- _WORK REQUIRED_
Please continue the article below about the Mississippi child born with HIV, starting after its last sentence.

Baby Born with HIV is Now Considered Cured
March 14, 2013
On March 3, AIDS specialists announced that a Mississippi child who was born with HIV appears to be cured from the virus.
The child is two and a half years old and has been off of medication for about a year, scientists stated at the 2013 Conference on Retroviruses and Opportunistic Interactions. According to the Huffington Post, experts believe that this toddler may be the key to finding more information about eliminating HIV in children. “You could call this about as close to a cure, if not a cure, that we’ve seen,” Dr. Anthony Fauci of the National Institutes of Health stated.
HIV was first detected in the child when a rapid test was given to the mother while she was in advanced labor. The rural hospital that the mother was at did not have the right type of HIV medicine for the situation, so the infant was brought to Dr. Hannah Gay. Gay, who is a pediatric HIV specialist at the University of Mississippi, gave the baby faster and more powerful treatment than is normally given.
The child was started on a three-drug infusion within 30 hours of birth. Dr. Gay told the Huffington Post that “I just felt like this baby was at a higher than normal risk and deserved our best shot.” According to ABC News, HIV viral loads were undetectable in the child by the time it was a month old.
The baby received treatment until it was eighteen months old. At that point, doctors lost contact with the mother, and the child didn’t receive any more medication.
The family returned to Dr. Gay’s care when it was 23 months old. Initial testing showed shocking results: HIV viral loads were still undetectable, according to ABC News. “My first thought was to panic. I thought, ‘Oh my goodness, I have been treating a child who is not actually infected,” Dr. Gay said. However, more highly sensitive tests showed that the HIV virus was nowhere to be found.

- _THE DATA_
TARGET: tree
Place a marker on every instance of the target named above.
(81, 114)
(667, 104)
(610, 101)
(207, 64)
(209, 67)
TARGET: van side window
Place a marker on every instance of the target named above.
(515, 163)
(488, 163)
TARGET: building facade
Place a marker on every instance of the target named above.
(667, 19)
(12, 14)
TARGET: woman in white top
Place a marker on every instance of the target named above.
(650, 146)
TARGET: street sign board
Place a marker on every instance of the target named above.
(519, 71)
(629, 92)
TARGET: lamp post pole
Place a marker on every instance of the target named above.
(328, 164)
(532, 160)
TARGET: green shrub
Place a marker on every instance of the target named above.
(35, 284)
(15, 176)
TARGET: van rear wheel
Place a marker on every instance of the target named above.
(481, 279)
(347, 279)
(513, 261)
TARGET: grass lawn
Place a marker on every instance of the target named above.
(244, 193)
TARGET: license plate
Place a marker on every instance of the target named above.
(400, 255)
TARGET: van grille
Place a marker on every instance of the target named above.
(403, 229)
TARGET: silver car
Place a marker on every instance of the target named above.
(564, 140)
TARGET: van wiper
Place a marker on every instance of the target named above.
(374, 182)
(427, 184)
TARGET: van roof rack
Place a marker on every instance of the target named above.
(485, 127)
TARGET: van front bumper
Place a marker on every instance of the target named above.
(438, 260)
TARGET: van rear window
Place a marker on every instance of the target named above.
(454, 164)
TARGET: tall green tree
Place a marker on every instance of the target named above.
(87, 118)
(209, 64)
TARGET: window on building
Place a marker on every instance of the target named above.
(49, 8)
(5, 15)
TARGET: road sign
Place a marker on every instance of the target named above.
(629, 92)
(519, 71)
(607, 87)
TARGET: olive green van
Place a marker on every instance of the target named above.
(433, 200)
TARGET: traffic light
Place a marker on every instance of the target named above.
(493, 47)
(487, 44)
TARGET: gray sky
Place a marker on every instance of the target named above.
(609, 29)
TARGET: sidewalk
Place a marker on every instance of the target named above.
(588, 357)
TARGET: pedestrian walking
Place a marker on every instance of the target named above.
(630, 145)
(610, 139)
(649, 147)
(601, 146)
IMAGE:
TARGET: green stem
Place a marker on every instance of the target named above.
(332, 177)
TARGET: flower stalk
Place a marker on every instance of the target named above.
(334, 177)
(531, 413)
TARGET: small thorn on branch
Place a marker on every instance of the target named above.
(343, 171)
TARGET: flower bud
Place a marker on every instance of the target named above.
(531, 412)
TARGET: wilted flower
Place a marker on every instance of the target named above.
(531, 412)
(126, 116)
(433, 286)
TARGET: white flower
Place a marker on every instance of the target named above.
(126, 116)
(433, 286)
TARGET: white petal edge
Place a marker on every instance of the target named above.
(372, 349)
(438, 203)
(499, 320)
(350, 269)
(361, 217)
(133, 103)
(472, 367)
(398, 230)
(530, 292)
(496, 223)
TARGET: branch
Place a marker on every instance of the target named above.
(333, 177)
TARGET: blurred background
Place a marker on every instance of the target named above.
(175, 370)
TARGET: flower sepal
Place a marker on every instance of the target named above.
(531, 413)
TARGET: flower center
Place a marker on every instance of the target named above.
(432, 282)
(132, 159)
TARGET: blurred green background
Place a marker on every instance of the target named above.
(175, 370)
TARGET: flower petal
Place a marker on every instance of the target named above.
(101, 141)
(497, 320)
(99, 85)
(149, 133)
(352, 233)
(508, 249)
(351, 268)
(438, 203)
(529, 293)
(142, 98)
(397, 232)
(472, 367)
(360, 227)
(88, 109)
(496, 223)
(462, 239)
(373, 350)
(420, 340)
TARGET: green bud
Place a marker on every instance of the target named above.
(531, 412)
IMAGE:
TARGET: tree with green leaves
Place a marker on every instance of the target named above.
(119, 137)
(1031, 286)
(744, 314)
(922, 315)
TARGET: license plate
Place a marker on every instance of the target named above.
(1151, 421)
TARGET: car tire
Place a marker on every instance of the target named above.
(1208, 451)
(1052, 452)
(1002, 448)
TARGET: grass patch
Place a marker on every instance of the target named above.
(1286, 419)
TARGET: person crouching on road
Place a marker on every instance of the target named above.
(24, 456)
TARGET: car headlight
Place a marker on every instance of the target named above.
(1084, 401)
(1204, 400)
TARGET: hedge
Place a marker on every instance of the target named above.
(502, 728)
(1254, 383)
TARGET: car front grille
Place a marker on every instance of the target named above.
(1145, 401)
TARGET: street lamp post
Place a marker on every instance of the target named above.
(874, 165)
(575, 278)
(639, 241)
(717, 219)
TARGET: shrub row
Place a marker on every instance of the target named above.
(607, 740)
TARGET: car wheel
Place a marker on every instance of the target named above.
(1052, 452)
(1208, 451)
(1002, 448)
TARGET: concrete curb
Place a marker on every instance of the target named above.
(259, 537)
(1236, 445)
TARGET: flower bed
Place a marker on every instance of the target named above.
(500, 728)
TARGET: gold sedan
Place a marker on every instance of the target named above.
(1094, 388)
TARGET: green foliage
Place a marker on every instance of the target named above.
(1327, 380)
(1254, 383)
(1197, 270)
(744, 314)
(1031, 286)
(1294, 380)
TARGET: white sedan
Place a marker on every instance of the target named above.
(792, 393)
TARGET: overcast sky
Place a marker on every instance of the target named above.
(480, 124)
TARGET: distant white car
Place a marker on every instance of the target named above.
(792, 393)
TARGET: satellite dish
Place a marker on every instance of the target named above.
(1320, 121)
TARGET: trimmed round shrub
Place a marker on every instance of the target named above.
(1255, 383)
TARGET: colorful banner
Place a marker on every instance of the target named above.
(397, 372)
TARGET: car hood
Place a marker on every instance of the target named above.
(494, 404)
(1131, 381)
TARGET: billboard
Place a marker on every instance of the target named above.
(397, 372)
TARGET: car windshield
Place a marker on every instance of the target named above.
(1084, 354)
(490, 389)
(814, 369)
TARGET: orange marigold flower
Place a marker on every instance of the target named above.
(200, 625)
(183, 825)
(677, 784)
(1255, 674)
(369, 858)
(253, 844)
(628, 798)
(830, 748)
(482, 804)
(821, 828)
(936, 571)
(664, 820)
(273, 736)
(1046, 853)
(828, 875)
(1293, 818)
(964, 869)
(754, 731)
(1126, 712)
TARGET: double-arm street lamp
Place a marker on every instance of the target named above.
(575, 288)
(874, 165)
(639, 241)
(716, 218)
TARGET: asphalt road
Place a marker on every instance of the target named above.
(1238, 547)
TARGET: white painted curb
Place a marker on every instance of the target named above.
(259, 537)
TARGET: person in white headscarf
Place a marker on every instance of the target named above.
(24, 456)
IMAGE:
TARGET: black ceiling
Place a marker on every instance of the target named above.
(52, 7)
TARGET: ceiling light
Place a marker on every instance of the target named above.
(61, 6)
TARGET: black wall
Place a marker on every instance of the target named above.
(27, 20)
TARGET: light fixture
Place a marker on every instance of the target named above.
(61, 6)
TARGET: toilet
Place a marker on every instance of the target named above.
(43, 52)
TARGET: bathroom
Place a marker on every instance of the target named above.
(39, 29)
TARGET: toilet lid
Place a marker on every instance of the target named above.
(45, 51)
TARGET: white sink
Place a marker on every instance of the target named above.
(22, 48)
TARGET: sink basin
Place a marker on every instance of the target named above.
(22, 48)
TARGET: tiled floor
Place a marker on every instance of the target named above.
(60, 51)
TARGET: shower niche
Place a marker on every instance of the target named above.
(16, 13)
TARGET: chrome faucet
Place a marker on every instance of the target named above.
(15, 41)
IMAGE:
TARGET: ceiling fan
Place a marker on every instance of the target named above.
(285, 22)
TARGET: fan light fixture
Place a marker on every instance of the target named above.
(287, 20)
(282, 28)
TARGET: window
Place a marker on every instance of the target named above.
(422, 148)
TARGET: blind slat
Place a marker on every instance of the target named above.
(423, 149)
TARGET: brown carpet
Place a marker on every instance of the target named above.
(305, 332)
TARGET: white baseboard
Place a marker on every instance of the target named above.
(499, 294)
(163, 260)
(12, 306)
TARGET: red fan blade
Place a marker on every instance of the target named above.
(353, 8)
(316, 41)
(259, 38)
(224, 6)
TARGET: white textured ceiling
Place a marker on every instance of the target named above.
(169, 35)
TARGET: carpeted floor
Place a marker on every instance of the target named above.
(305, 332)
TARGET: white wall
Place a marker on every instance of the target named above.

- _WRITTEN ANSWER_
Dr. Rowena Johnston, the director of the American Foundation for AIDS Research, told ABC News that the medications the child received could have been the cause of the cure. “If I had to make an educational guess, the difference was receiving the treatment dose very soon after birth, earlier than standard of care in the U.S.,” she stated. “This could prevent a lifetime of treatment. We want people to understand just how game-changing this may be.”
However, Dr. Fauci said that nobody should cease taking anti-AIDS drugs because of this case. “You have to be careful because this is just a single case, and although the data looked pretty convincing that you got to be careful that this may not be broadly applicable to other situations,” he told ABC News Radio.
Dr. Gay has continued to give the baby a check-up every few months. She told the Associated Press that “I just check for the virus and keep praying that it stays gone.”
The mother’s HIV is under control with medication, and the mother is “quite excited for her child,” according to Dr. Gay.